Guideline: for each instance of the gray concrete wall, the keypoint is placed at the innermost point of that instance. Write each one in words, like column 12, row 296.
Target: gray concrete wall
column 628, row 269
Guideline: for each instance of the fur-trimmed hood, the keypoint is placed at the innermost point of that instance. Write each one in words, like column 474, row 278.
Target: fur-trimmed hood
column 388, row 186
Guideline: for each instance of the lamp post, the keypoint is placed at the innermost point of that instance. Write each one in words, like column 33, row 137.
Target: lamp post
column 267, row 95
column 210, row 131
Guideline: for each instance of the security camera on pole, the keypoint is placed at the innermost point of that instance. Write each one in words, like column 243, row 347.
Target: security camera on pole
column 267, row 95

************

Task brief.
An exact repeat of the lines from the one containing "Guideline: for each instance of the security" through the final line of the entries is the whole answer.

Task response.
Guideline: for each instance of the security camera on pole, the keypoint is placed at the innermost point of that instance. Write each one in words, like column 243, row 347.
Target: security camera on pole
column 267, row 95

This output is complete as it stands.